→ **Exercise brief**:
The lines to be set down run from the line containing "Exercise. Point out every instance of the stone column" through the final line of the data below; print them exactly and print nothing else.

→ **Data to use**:
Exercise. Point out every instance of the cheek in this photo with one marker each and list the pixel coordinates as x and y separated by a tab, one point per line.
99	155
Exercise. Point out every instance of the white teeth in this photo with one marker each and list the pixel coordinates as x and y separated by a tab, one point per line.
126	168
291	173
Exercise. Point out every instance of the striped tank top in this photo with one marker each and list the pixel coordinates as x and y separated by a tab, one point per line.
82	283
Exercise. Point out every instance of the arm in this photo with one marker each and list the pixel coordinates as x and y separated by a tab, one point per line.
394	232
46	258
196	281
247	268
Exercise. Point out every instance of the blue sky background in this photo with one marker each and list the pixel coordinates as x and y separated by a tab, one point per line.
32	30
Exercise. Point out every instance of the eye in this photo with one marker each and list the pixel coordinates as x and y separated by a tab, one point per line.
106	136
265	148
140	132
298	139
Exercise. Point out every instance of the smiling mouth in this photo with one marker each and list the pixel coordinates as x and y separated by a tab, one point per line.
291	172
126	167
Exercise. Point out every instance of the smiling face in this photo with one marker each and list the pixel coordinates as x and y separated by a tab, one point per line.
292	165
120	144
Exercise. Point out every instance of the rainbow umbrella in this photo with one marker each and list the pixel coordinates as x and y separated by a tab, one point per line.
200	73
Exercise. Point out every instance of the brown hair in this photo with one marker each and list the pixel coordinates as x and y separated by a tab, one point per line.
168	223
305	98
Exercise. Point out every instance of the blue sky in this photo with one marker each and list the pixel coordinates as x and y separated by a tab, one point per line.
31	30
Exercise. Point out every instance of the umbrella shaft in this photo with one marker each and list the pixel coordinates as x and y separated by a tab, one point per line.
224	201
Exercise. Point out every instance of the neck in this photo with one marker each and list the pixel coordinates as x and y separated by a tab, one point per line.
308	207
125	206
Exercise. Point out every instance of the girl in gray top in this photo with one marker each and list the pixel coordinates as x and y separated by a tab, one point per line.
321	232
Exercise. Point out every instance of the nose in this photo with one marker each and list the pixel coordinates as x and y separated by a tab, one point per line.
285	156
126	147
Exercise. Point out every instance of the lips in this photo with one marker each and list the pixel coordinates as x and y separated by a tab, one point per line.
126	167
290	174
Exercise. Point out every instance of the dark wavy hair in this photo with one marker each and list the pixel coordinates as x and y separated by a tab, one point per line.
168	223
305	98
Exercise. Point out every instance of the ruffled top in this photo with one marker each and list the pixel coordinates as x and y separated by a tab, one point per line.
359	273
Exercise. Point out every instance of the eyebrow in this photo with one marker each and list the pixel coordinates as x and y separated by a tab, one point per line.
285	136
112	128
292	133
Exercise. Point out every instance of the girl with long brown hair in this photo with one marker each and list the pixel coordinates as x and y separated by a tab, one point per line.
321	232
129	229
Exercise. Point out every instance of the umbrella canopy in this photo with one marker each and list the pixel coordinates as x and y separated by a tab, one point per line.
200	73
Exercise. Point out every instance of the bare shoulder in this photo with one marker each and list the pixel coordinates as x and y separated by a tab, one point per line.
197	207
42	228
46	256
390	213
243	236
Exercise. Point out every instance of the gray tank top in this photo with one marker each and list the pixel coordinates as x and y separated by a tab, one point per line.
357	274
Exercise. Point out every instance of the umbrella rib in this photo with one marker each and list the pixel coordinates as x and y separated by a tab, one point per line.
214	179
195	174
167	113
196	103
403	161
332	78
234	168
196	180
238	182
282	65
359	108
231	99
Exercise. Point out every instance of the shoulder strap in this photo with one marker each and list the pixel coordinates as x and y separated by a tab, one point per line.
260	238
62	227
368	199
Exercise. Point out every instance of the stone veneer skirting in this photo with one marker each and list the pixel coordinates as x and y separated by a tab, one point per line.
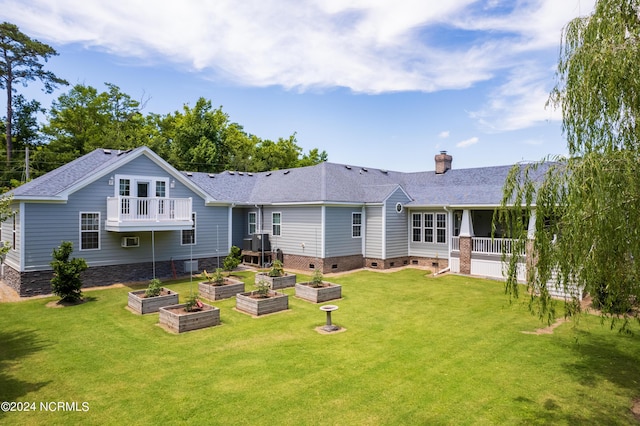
39	282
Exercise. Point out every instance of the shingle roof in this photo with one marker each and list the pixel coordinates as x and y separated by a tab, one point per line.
56	182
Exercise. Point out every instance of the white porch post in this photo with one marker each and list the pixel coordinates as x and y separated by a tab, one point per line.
466	225
466	243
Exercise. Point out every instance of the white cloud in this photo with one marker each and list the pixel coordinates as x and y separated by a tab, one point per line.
467	142
519	102
368	46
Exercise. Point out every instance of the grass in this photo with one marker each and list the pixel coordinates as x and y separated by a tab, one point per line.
417	350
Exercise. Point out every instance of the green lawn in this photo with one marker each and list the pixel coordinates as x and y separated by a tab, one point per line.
417	350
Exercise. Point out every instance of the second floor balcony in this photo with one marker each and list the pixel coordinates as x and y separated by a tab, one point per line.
148	214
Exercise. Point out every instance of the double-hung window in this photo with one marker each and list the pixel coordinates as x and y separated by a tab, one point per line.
356	225
429	227
276	223
416	226
89	231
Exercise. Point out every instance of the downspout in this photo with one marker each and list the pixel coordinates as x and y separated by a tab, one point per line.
449	221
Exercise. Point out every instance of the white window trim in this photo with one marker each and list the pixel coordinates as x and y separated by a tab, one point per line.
255	223
273	224
133	185
434	228
354	225
413	227
81	231
193	228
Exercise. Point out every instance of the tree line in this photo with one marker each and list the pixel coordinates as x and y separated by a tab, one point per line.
196	138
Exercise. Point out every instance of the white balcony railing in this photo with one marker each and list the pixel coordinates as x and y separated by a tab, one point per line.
485	245
491	245
134	209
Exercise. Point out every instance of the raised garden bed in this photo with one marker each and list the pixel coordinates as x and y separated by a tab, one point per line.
287	280
255	304
137	301
174	318
227	289
326	291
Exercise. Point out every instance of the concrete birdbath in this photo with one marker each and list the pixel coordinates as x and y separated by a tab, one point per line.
328	309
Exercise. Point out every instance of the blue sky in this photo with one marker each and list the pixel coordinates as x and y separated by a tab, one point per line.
376	83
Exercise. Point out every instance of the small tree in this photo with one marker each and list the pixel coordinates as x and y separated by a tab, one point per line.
232	261
277	269
66	282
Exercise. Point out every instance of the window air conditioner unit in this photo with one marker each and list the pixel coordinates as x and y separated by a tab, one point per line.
130	242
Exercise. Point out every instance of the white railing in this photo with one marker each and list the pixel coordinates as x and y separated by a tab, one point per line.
134	209
484	245
491	245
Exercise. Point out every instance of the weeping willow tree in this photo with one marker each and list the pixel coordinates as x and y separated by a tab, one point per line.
586	231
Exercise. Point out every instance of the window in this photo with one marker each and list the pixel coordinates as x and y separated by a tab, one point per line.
161	189
125	187
417	227
89	231
441	228
189	235
252	222
429	227
356	225
125	191
276	219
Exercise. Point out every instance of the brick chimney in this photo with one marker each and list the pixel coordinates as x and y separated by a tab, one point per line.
443	162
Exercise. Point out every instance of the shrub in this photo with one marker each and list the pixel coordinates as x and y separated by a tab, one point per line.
154	289
234	258
262	288
66	282
316	279
193	303
217	278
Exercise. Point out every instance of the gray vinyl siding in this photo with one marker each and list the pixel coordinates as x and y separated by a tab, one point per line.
13	256
422	249
301	230
338	232
49	224
239	230
396	226
373	232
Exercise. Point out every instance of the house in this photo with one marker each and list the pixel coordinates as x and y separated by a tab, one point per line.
132	216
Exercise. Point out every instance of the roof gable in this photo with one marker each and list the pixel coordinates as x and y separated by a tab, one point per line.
58	184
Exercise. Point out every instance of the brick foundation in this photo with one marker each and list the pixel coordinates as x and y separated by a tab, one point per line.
465	255
331	264
39	282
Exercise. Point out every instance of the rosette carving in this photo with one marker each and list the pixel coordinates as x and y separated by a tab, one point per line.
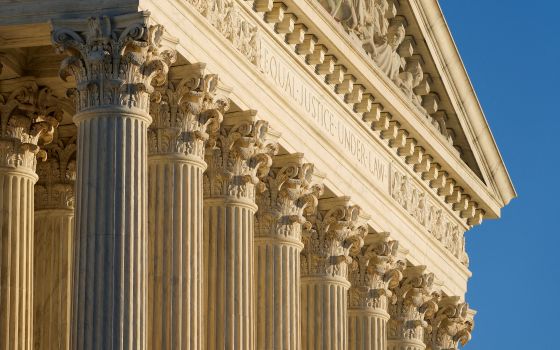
413	302
238	156
374	270
450	326
290	192
184	113
29	116
334	230
55	188
114	60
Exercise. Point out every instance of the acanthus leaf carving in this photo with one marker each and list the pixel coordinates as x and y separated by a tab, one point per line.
114	60
291	190
28	119
374	270
55	188
414	302
184	113
238	157
450	326
333	232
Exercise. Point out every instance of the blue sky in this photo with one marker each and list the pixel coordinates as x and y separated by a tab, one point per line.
511	51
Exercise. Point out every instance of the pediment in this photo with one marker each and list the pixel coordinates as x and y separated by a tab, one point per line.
410	43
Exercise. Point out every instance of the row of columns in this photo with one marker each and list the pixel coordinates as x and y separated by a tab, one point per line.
190	232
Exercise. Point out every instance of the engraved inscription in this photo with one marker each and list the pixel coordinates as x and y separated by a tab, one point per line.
319	110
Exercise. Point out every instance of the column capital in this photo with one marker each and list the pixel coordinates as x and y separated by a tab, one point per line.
29	116
239	156
374	270
114	59
185	111
414	301
450	326
291	189
55	187
335	228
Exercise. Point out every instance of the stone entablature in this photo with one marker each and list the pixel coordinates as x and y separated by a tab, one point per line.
448	230
214	222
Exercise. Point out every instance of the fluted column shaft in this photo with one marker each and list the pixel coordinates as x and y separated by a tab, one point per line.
290	189
54	246
336	228
16	258
29	117
228	234
277	290
324	318
175	246
114	61
413	300
239	158
183	113
367	329
110	300
54	243
373	271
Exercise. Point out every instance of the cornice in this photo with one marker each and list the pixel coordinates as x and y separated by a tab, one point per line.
457	81
365	90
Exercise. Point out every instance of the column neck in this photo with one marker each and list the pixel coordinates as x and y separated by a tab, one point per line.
332	233
185	113
289	193
55	188
238	157
114	60
29	116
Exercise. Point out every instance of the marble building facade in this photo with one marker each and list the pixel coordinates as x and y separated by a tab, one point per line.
238	174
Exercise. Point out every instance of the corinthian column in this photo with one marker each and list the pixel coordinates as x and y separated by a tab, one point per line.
290	192
54	245
335	229
183	114
450	326
113	60
239	157
414	301
28	117
373	271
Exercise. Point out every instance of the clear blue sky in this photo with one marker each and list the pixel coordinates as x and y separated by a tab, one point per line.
512	52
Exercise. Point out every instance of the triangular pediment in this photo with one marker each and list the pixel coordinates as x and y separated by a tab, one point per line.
410	43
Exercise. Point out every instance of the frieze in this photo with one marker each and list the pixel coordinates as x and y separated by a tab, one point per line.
321	112
281	73
227	18
432	216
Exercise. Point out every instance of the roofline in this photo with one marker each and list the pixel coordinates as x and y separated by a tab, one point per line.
483	137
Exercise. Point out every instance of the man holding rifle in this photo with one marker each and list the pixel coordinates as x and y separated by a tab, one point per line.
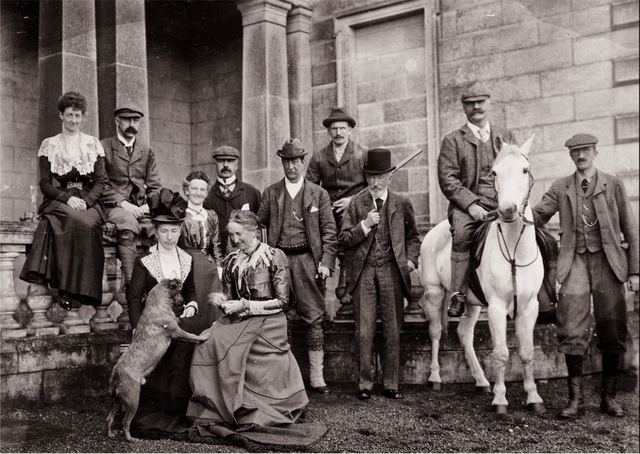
381	238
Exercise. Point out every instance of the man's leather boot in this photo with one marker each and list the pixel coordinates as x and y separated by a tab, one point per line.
608	404
575	407
459	276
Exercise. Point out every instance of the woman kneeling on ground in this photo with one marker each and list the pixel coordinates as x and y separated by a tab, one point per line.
245	374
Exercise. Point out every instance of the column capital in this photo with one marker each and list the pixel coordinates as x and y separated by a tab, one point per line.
300	19
256	11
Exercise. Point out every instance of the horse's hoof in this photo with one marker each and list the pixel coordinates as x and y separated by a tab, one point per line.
500	409
537	408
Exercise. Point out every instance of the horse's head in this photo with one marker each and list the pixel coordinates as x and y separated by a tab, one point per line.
513	180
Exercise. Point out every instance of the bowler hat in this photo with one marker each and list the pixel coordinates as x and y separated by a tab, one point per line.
378	161
476	92
292	149
338	114
167	207
581	140
127	112
226	151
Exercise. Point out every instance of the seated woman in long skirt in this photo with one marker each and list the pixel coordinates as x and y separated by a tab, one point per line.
245	374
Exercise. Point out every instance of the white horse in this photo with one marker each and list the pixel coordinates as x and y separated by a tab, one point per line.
510	248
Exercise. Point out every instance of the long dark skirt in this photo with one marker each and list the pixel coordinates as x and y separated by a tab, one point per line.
245	374
67	253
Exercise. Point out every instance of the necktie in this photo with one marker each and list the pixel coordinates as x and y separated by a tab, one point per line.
226	191
584	185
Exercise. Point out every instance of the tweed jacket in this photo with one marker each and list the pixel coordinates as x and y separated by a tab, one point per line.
405	240
242	194
318	218
132	179
615	218
459	166
343	179
146	275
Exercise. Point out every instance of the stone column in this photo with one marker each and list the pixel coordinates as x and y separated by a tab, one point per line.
299	57
9	300
101	320
265	89
66	61
122	61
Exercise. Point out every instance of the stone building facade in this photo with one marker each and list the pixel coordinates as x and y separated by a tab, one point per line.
250	73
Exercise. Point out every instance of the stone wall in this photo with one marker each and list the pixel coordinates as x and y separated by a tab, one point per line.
556	68
19	113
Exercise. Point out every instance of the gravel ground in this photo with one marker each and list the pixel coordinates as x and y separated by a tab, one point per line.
456	419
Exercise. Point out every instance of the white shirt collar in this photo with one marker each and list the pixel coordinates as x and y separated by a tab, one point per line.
383	197
476	130
293	188
125	141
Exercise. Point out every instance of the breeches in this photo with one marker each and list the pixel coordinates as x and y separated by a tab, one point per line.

→ **Output for this task**:
Exercise. Point out every instance of the stone column in this photo with one marker each and list the pixel coordinates as x and y separated by a tab, one point per line.
299	57
9	300
101	320
265	89
66	61
122	61
Exercise. Point out every instance of the stone building facade in this photo with one marker each and list the pixel coordinates as x and y separated by a tab, one point per line.
250	73
Exercise. Point out every instance of the stone wall in this photo with one marker each and list the pixel coordinates as x and y separated by a tab, one point per line.
556	68
19	113
Exercise. Point out every instance of the gravel ground in this photo with one marker each and list the pixel coordinates as x and y separated by a tab, one point per line.
456	419
Exercise. Point out every instance of the white shirt collar in this photo with one marker each and list the pixel coordinates as x and y separated by a tab, one point per line.
383	197
476	130
293	188
125	141
Exercise. Point out every instance of the breeches in this photo with one marker each and list the pixel coordinates as x and y separated by a tab, one point per line.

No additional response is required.